▸ **Aim of the exercise**: Can you rewrite the data as a Markdown table with the columns Row and Line, starting at the line containing "of the metal" and ending at the last line of the data, with blank lines left out?

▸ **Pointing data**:
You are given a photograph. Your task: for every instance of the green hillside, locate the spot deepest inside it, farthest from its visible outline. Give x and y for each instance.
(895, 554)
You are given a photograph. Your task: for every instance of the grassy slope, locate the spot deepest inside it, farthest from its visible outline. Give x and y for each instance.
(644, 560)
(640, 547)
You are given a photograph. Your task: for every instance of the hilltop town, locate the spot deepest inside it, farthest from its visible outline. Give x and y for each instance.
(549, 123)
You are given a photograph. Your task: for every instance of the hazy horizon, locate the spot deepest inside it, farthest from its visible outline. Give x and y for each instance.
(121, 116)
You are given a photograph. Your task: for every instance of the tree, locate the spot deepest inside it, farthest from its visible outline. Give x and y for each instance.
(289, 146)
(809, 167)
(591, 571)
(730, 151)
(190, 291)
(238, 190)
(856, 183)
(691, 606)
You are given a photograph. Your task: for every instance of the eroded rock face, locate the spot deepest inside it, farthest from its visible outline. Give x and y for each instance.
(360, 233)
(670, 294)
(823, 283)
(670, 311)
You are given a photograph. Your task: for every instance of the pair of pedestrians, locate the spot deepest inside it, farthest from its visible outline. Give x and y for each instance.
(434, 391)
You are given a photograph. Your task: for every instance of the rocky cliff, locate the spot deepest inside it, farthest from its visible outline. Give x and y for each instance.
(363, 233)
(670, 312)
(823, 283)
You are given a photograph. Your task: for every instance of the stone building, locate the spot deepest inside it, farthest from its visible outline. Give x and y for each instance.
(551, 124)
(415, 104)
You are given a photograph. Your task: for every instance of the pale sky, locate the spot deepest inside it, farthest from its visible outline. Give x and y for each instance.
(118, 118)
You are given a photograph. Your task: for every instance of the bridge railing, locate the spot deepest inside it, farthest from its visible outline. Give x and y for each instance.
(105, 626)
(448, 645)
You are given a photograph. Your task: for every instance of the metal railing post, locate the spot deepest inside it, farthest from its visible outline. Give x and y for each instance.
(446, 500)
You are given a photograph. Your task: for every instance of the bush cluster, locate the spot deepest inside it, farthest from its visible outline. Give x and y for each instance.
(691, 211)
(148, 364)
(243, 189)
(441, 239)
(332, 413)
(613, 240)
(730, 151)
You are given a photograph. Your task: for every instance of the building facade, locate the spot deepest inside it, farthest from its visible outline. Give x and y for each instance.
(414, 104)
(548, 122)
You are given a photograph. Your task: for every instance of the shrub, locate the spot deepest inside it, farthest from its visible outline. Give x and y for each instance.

▸ **Solution to this task**:
| Row | Line |
|---|---|
| 1 | You are given a photograph. Your task: for every instance of the metal railing post, locate the spot deepest inside it, farthest from its visible outline. Give x and y for each instance. |
| 2 | (446, 500) |
| 3 | You are given a photograph. Your task: for every instance of the bush cluster, locate the spot deepest inside it, farthest from its visible outline. Give x and y for each instance. |
| 4 | (691, 211) |
| 5 | (148, 364) |
| 6 | (243, 189) |
| 7 | (441, 239) |
| 8 | (332, 413) |
| 9 | (613, 240) |
| 10 | (730, 151) |
| 11 | You are given a photograph. Your task: for every instance of the building facade, locate the spot deepest inside it, farthest from its visible outline. Give x and y for each instance. |
| 12 | (414, 104) |
| 13 | (548, 122) |
| 14 | You are given a photograph. Your task: for every instance of the shrub, locate the spot deepest inside it, farthest from its visible outline. Give x and y for each instance. |